Request: Return each line of the data below that contains the string "farm", copied in full. Matching is case-sensitive.

Materials provided:
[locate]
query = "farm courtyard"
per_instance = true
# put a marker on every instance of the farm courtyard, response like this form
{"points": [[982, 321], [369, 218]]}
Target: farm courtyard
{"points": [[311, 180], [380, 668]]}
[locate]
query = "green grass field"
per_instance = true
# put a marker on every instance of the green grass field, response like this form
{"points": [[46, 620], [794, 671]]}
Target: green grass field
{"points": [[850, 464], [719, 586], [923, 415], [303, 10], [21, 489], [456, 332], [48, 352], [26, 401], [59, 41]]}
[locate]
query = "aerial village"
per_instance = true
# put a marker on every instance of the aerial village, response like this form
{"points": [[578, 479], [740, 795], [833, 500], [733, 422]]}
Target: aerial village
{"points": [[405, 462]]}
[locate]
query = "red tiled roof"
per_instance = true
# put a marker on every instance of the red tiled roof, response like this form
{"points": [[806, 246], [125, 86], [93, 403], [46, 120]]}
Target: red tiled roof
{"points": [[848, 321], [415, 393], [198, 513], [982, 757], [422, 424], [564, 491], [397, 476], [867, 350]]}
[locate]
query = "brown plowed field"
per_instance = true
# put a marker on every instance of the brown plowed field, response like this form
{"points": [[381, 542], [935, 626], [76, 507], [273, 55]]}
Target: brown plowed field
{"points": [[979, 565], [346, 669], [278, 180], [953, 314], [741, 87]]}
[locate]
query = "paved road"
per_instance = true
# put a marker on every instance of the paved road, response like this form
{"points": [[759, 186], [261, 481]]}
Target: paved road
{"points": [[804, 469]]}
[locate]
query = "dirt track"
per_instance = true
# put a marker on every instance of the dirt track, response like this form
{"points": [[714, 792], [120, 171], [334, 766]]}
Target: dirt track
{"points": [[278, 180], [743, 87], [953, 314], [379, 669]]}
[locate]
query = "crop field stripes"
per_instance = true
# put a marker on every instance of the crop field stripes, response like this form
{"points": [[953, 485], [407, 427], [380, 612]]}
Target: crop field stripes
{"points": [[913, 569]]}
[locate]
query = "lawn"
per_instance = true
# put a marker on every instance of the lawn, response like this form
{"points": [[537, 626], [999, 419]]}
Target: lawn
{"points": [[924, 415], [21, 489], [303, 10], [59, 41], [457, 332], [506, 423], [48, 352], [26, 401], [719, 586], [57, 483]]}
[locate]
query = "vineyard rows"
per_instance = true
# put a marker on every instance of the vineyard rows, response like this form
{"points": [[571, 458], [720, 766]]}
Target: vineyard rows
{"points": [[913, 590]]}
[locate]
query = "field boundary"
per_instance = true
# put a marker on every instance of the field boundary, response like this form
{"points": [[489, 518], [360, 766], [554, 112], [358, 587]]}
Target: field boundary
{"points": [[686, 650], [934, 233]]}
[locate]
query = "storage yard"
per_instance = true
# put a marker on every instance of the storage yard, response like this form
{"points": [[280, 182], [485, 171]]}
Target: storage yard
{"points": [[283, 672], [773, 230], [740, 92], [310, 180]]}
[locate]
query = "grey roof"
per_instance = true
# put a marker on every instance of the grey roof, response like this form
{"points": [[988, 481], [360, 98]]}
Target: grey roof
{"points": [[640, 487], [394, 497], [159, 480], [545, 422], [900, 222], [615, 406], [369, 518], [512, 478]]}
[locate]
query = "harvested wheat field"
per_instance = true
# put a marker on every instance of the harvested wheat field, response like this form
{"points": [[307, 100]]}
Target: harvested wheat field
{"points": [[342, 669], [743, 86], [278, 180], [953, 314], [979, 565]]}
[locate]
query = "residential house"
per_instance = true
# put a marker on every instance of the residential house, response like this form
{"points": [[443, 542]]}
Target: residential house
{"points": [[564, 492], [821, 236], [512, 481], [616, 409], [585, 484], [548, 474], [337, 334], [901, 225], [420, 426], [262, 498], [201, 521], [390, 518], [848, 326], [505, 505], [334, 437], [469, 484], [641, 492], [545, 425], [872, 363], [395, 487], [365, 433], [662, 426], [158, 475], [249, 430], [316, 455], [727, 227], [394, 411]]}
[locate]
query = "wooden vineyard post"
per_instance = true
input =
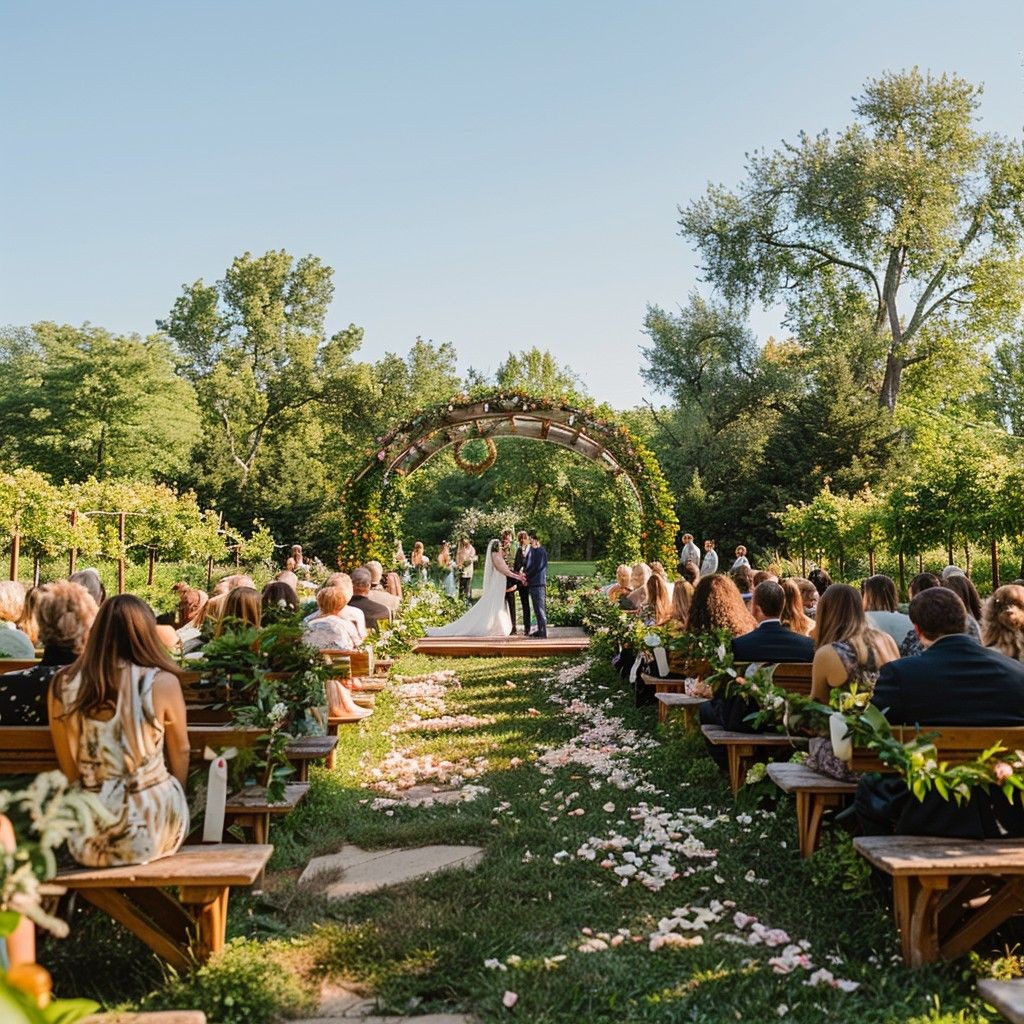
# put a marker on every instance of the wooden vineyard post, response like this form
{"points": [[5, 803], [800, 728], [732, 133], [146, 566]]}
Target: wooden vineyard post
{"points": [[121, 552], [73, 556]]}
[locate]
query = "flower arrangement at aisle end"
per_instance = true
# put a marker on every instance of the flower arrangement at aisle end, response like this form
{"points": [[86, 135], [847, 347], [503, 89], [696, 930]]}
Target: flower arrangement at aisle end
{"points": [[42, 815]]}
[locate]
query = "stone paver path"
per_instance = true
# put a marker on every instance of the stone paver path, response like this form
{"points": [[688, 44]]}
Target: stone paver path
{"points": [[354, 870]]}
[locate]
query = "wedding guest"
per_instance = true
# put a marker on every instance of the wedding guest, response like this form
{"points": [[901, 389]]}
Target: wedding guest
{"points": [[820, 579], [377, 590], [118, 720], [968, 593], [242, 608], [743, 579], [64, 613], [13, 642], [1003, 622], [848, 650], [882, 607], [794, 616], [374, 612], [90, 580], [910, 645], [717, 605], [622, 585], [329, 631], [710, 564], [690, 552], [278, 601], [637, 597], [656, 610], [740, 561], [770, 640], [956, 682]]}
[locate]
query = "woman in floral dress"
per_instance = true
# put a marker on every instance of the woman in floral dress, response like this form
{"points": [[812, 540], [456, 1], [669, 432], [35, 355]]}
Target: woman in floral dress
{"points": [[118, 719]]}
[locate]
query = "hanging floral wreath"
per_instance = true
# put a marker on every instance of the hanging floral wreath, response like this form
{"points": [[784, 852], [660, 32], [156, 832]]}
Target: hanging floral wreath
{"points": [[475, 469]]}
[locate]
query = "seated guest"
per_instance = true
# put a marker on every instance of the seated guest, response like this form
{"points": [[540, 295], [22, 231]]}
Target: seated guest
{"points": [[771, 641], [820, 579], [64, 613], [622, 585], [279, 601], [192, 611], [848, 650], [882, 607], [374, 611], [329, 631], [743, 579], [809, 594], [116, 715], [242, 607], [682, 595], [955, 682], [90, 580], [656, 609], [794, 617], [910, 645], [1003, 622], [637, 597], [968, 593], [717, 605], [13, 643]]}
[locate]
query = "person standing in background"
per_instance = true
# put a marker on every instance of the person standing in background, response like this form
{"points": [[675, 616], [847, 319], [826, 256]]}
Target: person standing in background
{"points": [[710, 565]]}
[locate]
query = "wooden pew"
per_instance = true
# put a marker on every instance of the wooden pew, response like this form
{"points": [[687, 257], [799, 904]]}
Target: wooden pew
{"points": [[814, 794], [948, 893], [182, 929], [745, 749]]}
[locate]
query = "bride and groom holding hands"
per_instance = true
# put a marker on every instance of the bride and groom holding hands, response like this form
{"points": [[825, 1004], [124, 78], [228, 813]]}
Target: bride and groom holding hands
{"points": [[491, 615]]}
==
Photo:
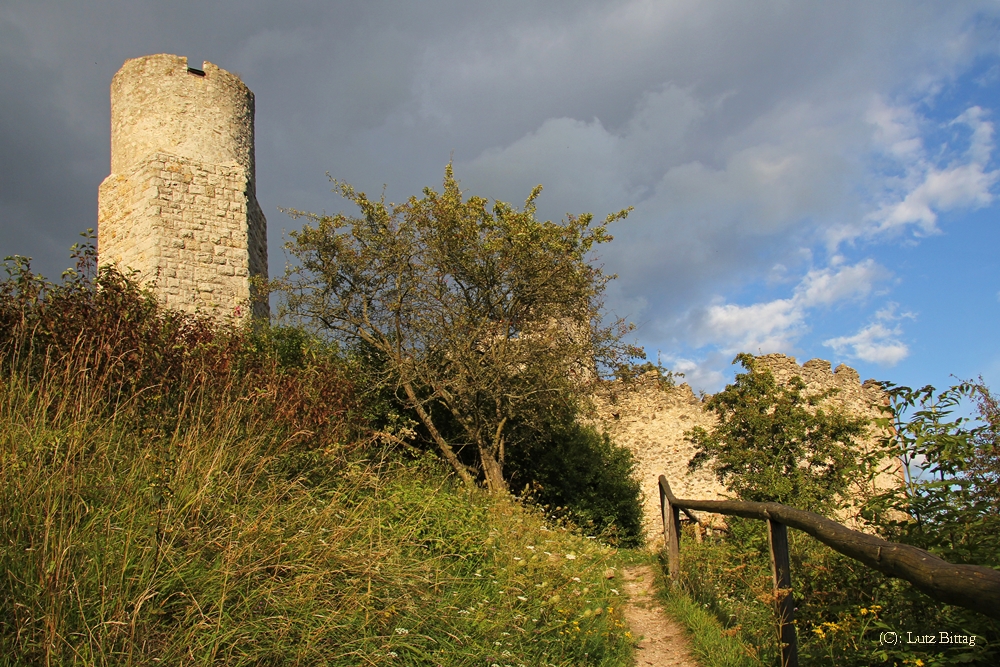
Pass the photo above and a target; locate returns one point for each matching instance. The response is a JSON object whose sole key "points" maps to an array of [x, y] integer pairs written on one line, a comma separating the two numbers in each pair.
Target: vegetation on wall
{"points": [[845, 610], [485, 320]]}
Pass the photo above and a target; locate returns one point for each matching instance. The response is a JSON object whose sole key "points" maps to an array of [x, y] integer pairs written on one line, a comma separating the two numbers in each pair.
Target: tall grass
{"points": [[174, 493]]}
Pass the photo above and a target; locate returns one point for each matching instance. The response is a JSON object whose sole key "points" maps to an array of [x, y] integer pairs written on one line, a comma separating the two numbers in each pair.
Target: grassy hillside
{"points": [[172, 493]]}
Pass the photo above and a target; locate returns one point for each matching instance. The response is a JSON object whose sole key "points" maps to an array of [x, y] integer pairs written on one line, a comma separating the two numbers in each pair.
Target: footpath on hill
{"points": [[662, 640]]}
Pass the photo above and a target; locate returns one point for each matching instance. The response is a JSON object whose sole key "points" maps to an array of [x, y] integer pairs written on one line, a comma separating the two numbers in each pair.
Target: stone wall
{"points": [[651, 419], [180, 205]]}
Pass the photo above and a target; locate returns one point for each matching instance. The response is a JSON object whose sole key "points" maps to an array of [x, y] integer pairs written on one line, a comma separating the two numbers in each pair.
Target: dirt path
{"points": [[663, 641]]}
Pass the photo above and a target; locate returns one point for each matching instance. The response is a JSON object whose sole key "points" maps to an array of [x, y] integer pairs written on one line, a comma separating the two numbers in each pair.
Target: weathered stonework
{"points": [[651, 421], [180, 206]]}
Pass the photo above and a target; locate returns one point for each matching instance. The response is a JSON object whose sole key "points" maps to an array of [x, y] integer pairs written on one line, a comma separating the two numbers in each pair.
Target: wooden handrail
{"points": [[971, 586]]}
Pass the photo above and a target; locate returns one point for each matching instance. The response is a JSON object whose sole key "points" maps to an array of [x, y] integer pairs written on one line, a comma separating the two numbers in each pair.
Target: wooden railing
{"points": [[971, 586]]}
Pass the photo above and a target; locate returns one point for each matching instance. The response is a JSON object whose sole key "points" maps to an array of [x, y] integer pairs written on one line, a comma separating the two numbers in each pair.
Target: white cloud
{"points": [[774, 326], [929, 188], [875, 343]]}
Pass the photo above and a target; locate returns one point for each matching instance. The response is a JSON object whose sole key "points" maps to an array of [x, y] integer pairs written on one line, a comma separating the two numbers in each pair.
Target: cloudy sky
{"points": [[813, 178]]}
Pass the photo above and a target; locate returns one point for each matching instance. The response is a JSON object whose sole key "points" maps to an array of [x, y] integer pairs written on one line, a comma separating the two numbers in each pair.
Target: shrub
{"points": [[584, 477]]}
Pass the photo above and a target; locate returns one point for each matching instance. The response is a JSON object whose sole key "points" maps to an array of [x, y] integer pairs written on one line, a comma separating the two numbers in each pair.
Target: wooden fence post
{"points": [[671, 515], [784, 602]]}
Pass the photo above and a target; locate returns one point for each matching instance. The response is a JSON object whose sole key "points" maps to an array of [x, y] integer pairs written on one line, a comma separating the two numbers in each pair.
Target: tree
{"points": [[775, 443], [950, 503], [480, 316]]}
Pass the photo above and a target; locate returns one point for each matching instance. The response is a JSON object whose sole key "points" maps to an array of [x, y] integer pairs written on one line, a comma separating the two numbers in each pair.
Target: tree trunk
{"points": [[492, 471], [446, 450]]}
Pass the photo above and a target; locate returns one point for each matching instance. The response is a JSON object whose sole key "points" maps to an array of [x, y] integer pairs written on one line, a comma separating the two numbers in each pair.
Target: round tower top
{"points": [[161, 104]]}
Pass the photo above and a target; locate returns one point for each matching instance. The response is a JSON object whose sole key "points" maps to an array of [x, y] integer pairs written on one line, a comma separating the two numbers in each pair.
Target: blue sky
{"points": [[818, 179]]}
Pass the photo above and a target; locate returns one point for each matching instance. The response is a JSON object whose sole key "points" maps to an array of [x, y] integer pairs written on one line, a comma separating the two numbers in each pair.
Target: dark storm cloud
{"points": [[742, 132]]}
--
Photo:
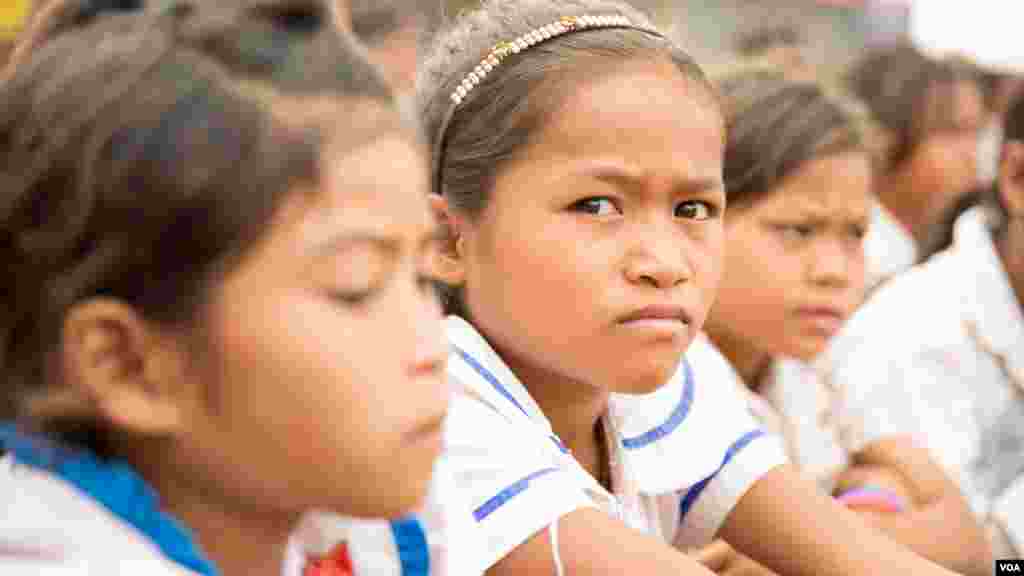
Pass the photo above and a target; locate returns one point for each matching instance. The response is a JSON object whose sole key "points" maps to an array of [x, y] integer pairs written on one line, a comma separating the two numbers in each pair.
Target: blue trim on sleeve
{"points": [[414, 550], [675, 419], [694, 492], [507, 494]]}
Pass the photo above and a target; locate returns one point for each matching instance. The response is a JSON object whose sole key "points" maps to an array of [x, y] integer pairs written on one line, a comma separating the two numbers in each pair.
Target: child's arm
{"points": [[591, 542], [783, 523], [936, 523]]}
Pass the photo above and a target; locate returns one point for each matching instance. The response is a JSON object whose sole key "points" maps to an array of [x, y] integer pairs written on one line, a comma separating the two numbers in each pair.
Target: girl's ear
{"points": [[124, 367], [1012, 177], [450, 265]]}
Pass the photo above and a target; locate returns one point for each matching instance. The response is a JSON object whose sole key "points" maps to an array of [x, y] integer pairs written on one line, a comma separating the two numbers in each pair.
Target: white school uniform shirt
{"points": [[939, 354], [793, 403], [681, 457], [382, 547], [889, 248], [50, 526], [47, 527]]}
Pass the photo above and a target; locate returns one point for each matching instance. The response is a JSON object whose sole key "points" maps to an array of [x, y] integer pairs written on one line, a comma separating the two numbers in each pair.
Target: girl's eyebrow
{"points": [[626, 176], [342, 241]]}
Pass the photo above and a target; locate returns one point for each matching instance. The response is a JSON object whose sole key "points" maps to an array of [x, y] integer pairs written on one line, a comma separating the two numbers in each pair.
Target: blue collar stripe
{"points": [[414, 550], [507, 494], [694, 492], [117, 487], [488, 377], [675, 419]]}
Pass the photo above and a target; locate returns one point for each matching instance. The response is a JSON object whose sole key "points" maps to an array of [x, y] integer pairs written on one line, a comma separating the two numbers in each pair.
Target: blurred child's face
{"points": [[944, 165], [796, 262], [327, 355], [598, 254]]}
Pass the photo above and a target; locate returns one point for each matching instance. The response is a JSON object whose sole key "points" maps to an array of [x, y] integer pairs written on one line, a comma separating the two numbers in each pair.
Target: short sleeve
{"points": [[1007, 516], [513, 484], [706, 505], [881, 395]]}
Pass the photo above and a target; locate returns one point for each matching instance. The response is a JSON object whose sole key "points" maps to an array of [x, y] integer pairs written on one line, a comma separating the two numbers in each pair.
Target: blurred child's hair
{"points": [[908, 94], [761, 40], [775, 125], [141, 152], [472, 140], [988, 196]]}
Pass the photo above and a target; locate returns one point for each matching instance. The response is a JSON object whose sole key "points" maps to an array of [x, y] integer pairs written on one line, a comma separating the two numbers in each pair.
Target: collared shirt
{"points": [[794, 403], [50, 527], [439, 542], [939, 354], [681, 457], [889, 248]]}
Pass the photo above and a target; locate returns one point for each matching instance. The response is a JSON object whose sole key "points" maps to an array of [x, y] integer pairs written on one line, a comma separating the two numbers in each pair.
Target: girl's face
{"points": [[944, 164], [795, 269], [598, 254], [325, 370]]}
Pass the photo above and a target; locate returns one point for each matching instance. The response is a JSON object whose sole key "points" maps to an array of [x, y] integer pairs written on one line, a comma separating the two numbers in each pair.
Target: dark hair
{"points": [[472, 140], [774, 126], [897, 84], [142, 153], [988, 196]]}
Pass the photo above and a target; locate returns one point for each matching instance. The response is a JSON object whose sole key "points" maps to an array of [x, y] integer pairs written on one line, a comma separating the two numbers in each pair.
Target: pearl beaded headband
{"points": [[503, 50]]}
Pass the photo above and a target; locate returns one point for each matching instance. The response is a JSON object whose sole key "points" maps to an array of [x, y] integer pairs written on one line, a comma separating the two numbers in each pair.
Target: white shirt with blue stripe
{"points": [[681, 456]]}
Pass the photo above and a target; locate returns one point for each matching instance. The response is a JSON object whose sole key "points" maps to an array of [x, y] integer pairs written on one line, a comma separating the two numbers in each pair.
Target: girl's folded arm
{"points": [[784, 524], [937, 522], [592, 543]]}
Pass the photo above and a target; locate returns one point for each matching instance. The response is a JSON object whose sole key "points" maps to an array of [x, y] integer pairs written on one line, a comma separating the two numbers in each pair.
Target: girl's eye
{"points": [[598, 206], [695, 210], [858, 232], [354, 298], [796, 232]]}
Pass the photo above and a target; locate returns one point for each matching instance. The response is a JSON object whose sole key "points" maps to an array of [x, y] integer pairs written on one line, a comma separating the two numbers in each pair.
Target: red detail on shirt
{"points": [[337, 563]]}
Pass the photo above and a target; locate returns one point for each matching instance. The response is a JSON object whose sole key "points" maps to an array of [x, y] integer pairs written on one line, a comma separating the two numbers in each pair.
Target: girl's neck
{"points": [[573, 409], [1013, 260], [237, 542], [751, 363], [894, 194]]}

Result for this exercise:
query = "farm courtyard"
# put a marker on every instance of the farm courtyard, response like this form
Target: farm courtyard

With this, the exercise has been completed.